■ Dataset content:
○ ○ ○ ○ ○
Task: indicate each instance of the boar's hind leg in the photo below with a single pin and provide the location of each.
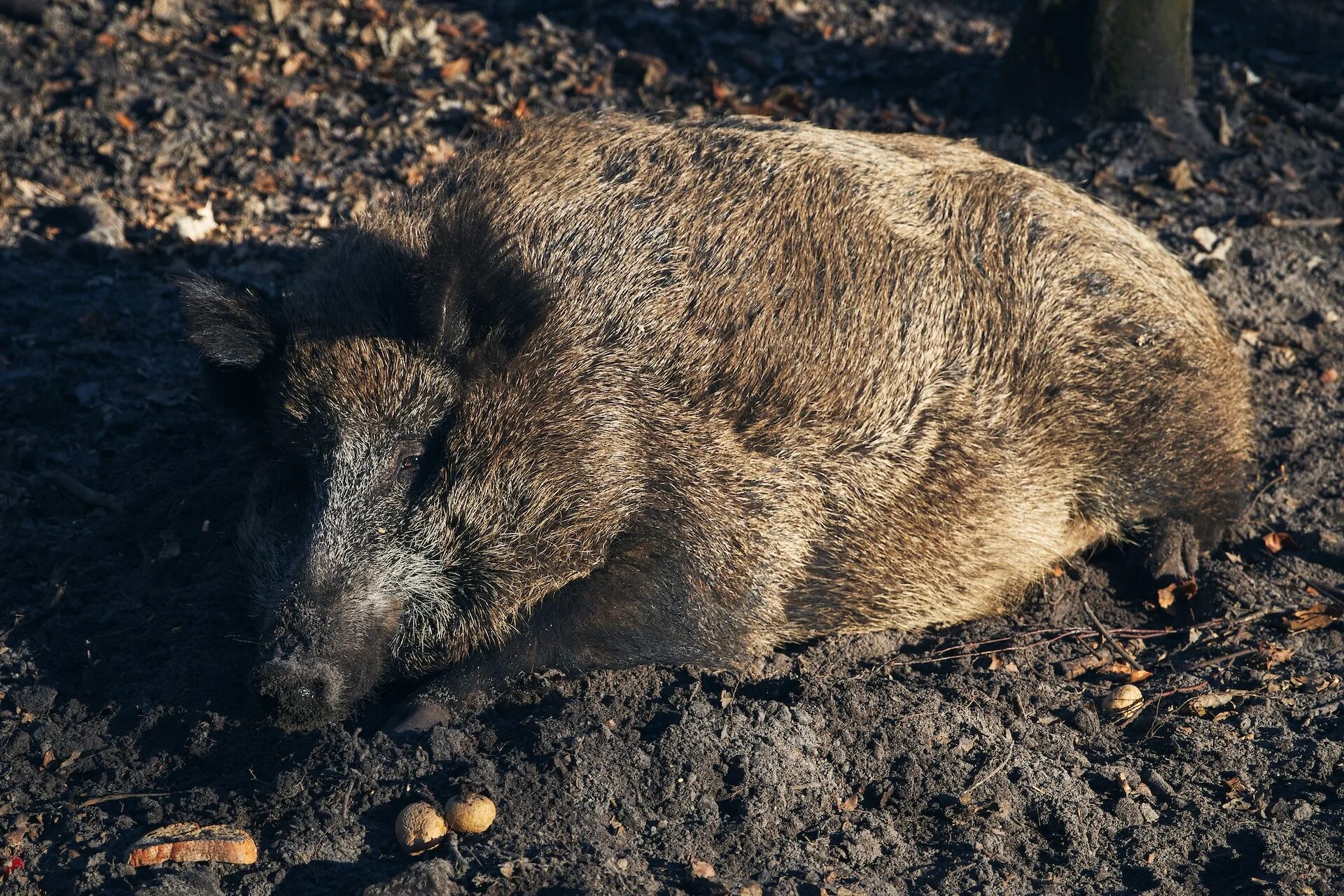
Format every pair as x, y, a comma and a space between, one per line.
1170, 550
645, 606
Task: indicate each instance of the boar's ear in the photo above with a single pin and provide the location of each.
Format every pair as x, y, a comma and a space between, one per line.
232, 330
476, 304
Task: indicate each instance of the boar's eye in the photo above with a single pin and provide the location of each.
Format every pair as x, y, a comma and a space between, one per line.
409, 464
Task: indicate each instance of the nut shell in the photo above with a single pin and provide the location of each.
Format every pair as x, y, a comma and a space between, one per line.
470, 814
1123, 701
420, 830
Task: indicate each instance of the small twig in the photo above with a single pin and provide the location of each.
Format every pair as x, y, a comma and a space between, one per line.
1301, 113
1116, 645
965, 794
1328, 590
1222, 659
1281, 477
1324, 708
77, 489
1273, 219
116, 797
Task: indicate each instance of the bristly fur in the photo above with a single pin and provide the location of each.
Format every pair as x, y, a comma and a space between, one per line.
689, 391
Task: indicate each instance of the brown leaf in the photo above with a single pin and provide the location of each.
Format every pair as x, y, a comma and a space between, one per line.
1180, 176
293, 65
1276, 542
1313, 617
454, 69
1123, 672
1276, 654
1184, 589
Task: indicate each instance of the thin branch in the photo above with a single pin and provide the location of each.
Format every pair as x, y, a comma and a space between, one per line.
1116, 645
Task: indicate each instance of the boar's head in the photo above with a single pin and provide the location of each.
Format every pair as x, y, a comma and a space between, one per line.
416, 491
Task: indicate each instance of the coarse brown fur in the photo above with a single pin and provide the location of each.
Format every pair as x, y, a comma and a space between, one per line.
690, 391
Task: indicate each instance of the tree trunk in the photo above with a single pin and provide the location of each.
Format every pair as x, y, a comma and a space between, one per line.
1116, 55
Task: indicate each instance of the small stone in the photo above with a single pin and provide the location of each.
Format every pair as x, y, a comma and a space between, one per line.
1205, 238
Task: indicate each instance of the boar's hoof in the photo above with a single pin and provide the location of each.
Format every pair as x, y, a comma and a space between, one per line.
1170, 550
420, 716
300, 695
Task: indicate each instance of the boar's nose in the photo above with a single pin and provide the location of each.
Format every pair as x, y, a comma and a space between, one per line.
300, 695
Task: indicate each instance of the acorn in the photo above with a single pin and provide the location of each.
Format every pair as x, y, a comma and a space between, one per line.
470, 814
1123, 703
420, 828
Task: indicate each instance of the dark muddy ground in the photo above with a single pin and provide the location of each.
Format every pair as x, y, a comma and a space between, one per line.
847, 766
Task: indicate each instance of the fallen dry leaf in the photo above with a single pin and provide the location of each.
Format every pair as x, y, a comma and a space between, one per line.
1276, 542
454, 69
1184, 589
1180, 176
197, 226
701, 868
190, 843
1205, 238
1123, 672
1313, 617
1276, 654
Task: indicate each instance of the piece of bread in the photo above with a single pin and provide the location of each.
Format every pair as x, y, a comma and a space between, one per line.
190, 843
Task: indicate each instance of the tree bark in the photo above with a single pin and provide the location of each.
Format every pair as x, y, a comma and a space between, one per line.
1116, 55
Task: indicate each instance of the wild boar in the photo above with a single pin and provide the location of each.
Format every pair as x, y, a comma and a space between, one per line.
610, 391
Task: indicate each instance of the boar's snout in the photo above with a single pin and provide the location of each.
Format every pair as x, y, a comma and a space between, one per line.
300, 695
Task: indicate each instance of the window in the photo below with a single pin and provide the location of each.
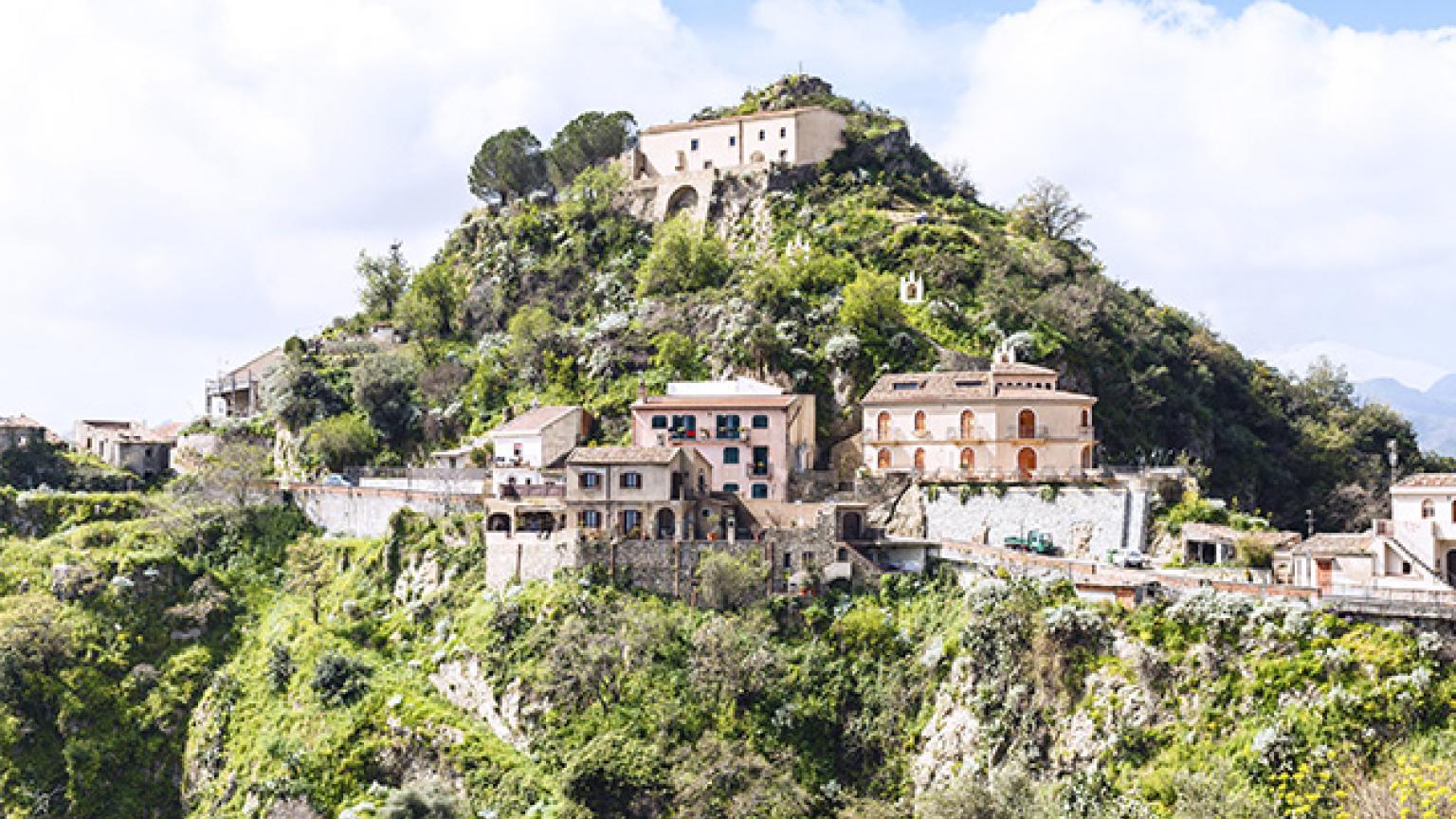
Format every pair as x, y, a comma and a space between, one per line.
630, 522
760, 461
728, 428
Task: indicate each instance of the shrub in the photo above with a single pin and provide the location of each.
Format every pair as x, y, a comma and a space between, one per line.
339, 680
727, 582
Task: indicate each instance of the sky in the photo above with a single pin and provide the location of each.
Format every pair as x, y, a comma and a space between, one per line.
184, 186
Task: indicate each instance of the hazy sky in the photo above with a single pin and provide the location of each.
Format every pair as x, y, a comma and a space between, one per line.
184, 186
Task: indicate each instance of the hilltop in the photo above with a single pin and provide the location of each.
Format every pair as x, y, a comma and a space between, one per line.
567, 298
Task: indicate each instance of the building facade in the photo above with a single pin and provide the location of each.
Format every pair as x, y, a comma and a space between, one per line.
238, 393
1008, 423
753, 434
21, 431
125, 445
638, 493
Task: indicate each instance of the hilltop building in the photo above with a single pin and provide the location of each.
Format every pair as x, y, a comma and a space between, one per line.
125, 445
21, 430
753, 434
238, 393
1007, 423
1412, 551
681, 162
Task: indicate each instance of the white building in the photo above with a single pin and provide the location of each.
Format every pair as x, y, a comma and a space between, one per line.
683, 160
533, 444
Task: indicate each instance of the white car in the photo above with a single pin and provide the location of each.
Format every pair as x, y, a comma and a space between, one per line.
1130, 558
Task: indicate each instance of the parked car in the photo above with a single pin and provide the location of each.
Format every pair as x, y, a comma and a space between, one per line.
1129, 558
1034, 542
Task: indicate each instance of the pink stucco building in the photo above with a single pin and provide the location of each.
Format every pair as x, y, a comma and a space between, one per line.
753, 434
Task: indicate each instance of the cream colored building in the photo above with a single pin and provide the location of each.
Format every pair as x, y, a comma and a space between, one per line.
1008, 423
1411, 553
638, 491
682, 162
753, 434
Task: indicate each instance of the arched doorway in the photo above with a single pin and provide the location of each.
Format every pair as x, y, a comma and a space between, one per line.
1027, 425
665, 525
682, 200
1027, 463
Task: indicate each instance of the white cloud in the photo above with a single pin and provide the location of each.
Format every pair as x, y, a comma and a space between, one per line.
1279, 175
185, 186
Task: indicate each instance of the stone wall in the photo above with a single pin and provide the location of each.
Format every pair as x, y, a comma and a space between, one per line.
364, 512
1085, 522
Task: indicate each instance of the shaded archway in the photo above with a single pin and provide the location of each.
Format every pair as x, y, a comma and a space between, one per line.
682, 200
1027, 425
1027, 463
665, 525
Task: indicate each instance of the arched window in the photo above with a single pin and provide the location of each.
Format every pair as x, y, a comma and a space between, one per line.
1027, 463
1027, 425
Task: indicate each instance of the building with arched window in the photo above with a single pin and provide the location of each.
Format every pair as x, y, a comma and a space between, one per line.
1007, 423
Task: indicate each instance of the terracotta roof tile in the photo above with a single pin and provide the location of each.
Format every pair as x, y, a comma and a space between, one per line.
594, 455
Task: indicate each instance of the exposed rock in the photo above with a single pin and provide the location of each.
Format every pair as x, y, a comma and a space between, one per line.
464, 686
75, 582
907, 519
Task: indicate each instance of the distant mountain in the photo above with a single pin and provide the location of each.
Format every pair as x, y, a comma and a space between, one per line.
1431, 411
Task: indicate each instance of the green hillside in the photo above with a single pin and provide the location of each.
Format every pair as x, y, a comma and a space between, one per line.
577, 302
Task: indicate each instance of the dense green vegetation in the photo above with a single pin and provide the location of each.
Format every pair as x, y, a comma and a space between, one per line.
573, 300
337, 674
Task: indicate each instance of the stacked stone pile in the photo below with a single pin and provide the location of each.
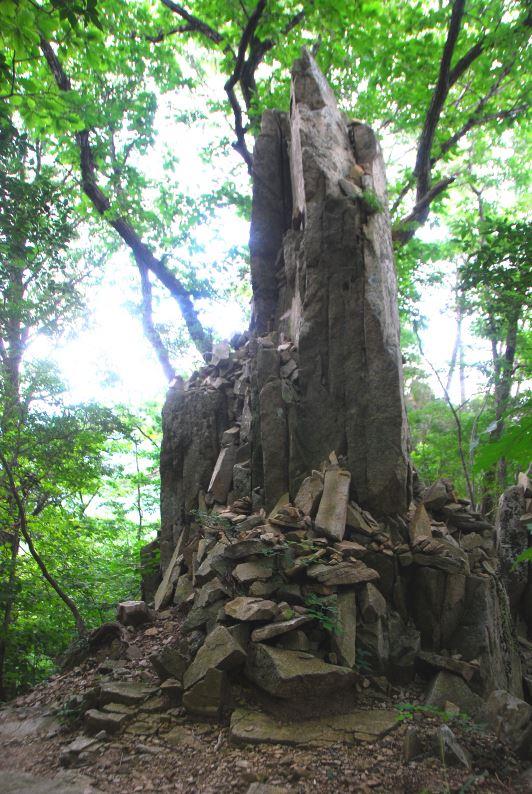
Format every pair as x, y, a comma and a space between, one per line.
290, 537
○ ○ ○ ○ ○
■ Task objective: Leave out the pictures and repeat the lines from the start of the material through the line with "Task: indicate each instance of the boar's head", inclusive.

■ Written solution:
Task: indicate each instance of the boar's hind leg in the photo below with a single pin and provide the location of each.
Format every pair as x, y, a comma and a space between, one per line.
1170, 550
645, 606
Task: indicate each instance of the boar's ear in the photo above with a single pin and provide the location of each.
Format every pair as x, y, a comma and a space between, one per line.
232, 330
476, 304
Task: indicate each instance of the boar's eye in the photo above with a single pin and provide the location of each.
Format every pair as x, y, a comma and a space between, one per line.
409, 464
Task: indicate each instance of the nut shell in the photo above with a single pin and provide the location of each.
Format every pair as x, y, a comma and a space between, one per line.
470, 814
1123, 701
420, 830
Task: indicate each instance of the small twig in the photo above with a single pin and provide the location of each.
Format every pair as x, y, a comma and a space between, one per line.
1301, 113
1116, 645
965, 794
1328, 590
1222, 659
1281, 477
1324, 708
77, 489
1273, 219
116, 797
Task: indicate each instance of the bristly fur in the photo above with a single pin and provide the location of each.
Format every pair as x, y, a comma and a space between, one per line.
689, 391
Task: indicate each instance of the brown leaf in the photo above with a single pin and provide the location of each.
Format every pair as x, y, a comma and a space between, one per line.
1180, 176
293, 65
1276, 542
1313, 617
454, 69
1123, 672
1276, 654
1184, 589
Task: indicate each instance of the thin branch in the photo above with a single pin and provide the location of each.
Format every pair as x, y, a comma and a space between, one per line.
1116, 645
Task: indicate each instance of the boar's head in the photo above with a single pin and provide the location of each.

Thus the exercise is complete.